─── TEXTE ───

Démocratie contributive

La démocratie contributive est une forme de partage et d'exercice du pouvoir, fondée sur le renforcement de la contribution des citoyens dans l'élaboration des projets de politique publique locales. A la différence de la démocratie participative, qui place le débat au cœur de la procédure délibérative, la démocratie contributive place la co-construction des projets comme moteur de la nouvelle relation citoyens-élus, avec les autres parties prenantes, experts, entreprises, associations, fondations. Elle recherche plus de transparence et d'efficacité dans la conduite des projets sur la base d'une relation de confiance restaurée entre élus et citoyens.

Historique modifier

Le fonctionnement démocratique s'est accompagné ces dernières décennies d'un déficit de participation des citoyens, expression d'un déficit de confiance envers les élus. Des modèles alternatifs de gouvernance sont formulés[1]. Au bénéfice du modèle démocratique, des innovations ont été apportées pour replacer le citoyen au centre de la vie de la cité.

Un régime est démocratique s'il permet aux citoyens de contrôler ses dirigeants et aussi de les évincer sans recourir à la violence (Karl Popper)[2].

D’après Alexis de Tocqueville, la démocratie, c’est aussi un équilibre entre le souci d’égalité en droit entre les citoyens qui peut conduire à l’individualisme, et le risque de despotisme majoritaire par la délégation du pouvoir aux institutions[3]. Il faut craindre la servitude par le pouvoir institué démocratiquement et donc jugé légitime. Ce risque est dépassable par la décentralisation des pouvoirs, et la liberté d’action, individuelle, de la presse, des associations, ainsi que par l’engagement citoyen.

───

### TRAVAIL DEMANDÉ
1: Selon le texte sur la démocratie contributive, qu'est-ce que la démocratie participative place au cœur de la procédure délibérative ?
2: Modifiez le texte sur la démocratie contributive de « D’après Alexis de » à « par l’engagement citoyen. » en remplaçant « despotisme » par « autoritarisme ».
3: Poursuivez le texte sur la démocratie contributive après sa dernière phrase.

─── DONNÉES À EXAMINER ───

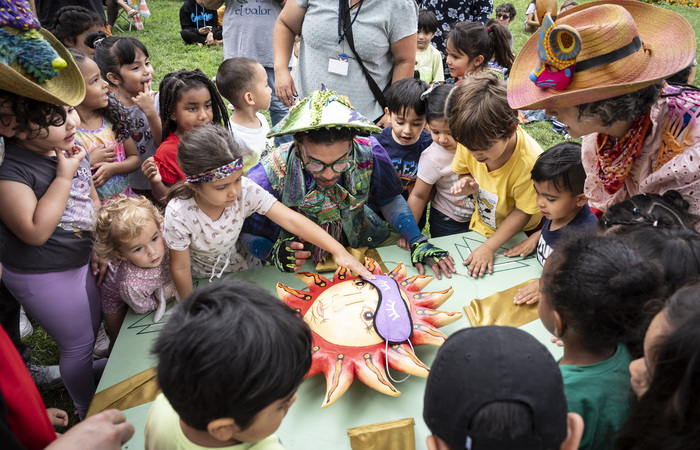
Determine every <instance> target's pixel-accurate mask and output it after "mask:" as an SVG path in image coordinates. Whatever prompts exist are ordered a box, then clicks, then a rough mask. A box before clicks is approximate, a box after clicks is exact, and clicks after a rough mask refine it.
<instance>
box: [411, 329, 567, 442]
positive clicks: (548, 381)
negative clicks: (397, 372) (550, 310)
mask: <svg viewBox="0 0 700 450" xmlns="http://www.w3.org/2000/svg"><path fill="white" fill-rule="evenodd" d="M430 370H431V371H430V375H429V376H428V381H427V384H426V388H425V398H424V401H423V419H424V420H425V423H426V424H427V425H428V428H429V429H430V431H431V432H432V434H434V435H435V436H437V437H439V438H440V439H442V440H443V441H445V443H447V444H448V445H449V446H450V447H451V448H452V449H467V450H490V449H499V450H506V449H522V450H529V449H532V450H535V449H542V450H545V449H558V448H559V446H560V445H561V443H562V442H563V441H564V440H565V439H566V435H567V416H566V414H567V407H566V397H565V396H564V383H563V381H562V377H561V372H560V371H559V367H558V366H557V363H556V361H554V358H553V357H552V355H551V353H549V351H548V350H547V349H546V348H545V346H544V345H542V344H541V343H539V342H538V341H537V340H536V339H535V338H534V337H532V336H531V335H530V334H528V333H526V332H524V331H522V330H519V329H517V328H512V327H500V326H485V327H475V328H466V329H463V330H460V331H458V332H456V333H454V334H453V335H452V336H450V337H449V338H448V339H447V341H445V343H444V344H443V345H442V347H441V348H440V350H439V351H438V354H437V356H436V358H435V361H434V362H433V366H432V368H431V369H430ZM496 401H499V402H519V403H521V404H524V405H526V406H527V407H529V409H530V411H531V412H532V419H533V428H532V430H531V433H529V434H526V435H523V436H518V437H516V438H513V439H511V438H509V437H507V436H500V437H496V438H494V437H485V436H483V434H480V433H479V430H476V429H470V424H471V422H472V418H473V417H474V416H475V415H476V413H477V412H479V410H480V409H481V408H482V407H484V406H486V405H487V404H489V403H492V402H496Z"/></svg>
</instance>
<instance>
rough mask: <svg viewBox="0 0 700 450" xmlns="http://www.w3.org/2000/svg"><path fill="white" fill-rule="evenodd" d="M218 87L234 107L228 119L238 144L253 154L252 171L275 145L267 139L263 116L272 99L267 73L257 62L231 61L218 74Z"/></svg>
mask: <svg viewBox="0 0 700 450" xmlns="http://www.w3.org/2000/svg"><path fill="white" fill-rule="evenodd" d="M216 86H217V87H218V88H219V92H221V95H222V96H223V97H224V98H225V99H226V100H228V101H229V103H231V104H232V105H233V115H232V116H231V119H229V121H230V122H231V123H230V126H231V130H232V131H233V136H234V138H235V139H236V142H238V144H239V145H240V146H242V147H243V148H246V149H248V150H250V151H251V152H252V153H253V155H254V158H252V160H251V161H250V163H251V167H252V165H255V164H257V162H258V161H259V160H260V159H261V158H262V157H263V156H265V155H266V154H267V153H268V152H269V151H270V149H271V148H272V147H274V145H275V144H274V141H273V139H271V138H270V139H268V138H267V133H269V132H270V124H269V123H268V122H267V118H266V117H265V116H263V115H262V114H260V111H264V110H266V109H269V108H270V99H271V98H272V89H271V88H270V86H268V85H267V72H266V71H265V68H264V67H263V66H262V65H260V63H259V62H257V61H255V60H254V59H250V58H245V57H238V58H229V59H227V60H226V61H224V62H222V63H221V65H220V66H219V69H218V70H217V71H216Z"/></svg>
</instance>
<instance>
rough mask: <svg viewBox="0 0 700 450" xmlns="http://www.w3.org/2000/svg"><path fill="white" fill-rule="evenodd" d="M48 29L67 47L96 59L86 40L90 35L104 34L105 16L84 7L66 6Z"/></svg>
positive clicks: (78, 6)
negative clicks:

───

### CORRIGÉ
1: Le débat.

2:
D’après Alexis de Tocqueville, la démocratie, c’est aussi un équilibre entre le souci d’égalité en droit entre les citoyens qui peut conduire à l’individualisme, et le risque de autoritarisme majoritaire par la délégation du pouvoir aux institutions[3]. Il faut craindre la servitude par le pouvoir institué démocratiquement et donc jugé légitime. Ce risque est dépassable par la décentralisation des pouvoirs, et la liberté d’action, individuelle, de la presse, des associations, ainsi que par l’engagement citoyen.

3:
On recense plusieurs systèmes démocratiques. La démocratie directe, où le pouvoir est exercé directement par les citoyens, sans l'intermédiaire d'organes représentatifs. La démocratie représentative, les citoyens élisent des représentants qui sont chargés d'établir les lois ou de les exécuter. La démocratie par tirage au sort. Pratiquée à l’origine dans la Grèce antique de la république athénienne, elle est pratiquée de nos jours dans plusieurs pays, et en France par exemple avec les jurys d’assise, et la Convention citoyenne pour le climat.

Des systèmes mixtes, démocratie représentative-démocratie directe, existent également. Parmi eux, les démocraties participatives, où les citoyens sont associés aux décisions prises par les représentants, par exemple par consultation en dehors des échéances électorales.  Le concept de démocratie participative et né à la fin des années 1960[4]. L’une des variantes de la démocratie participative est la démocratie délibérative, qui met l’accent sur la participation du public à la phase de délibération précédant ou accompagnant l’élaboration des décisions. La démocratie délibérative cherche à explorer collectivement une question pour faire apparaître des arguments nouveaux ou placer les problèmes sous une autre perspective. Elle vise à diversifier les points de vue pris en compte, et à mieux cerner les rapports de force à l’œuvre autour d’un choix politique [5]. Dans les faits il s'est souvent agi de pseudo consultations pour faire valider des décisions déjà prises.

Exemples depuis les années 1990 modifier

Extrait du rapport au Sénat de M. Cabanel[6]:

  • commissions consultatives des services publics locaux (CCSPL), créées par la loi du 6 février 1992 relative à l’organisation territoriale de la République.
  • conseils de développement, formalisés par la loi du 25 juin 1999 pour l’aménagement et le développement durable du territoire3, dite « Voynet », et étendus par la suite.
  • conseils de quartier, institués par la loi du 27 février 2002 relative à la démocratie de proximité.
  • conseils citoyens, issus de l’article 7 de la loi du 21 février 2014 de programmation pour la ville et la cohésion urbaine, et prévus dans chaque quartier prioritaire de la politique de la ville.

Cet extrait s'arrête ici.